Excerpts from point annotation data
....

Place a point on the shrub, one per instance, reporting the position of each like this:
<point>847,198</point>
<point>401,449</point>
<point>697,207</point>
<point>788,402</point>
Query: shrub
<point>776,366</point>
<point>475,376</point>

....

> WHAT IS REQUIRED: Render every line of the rows above as a numbered list, omitting any blank lines.

> RESULT:
1. Place a point on the shrub, one per instance, reporting the position of each like this:
2. <point>847,198</point>
3. <point>401,449</point>
4. <point>697,207</point>
5. <point>788,402</point>
6. Query: shrub
7. <point>776,366</point>
8. <point>475,376</point>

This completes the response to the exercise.